(GIVEN REQUEST): Copy the records from the line with "- **Query**: man's ear" up to and including the last line of the records, keeping every line. Multiply each bounding-box coordinate in the answers by 1.1 and round it to a whole number, rounding halves up, and leave all other numbers unchanged.

Start of MATERIAL TO PROCESS

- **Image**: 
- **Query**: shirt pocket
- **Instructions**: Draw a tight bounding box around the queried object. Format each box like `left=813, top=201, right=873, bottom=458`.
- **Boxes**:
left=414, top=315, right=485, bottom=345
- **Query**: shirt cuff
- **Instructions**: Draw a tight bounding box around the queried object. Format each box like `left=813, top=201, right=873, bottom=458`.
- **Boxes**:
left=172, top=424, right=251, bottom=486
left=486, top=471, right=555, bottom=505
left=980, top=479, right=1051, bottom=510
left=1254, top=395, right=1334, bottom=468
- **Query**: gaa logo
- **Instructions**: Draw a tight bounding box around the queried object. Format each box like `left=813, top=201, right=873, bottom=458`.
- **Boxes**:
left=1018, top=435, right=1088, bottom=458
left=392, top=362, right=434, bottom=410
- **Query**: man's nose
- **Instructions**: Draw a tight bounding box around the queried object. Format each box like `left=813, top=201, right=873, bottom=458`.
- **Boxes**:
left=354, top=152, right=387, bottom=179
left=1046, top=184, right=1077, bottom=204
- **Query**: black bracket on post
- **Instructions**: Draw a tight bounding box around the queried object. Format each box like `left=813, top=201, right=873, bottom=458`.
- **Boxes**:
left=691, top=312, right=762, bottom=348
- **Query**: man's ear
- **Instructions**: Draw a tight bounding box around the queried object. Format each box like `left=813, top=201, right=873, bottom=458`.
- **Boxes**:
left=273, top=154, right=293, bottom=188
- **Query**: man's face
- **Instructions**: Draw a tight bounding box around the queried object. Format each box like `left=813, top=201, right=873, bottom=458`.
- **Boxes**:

End of MATERIAL TO PROCESS

(FINISHED ANSWER):
- **Query**: man's ear
- **Instructions**: Draw a tight bounding box around the queried object. Format each box like `left=813, top=201, right=873, bottom=458`.
- **Boxes**:
left=300, top=169, right=322, bottom=207
- **Query**: man's face
- **Instructions**: Draw a tight bounding box around the queried object. Format each box like `left=813, top=201, right=873, bottom=458`.
- **Boxes**:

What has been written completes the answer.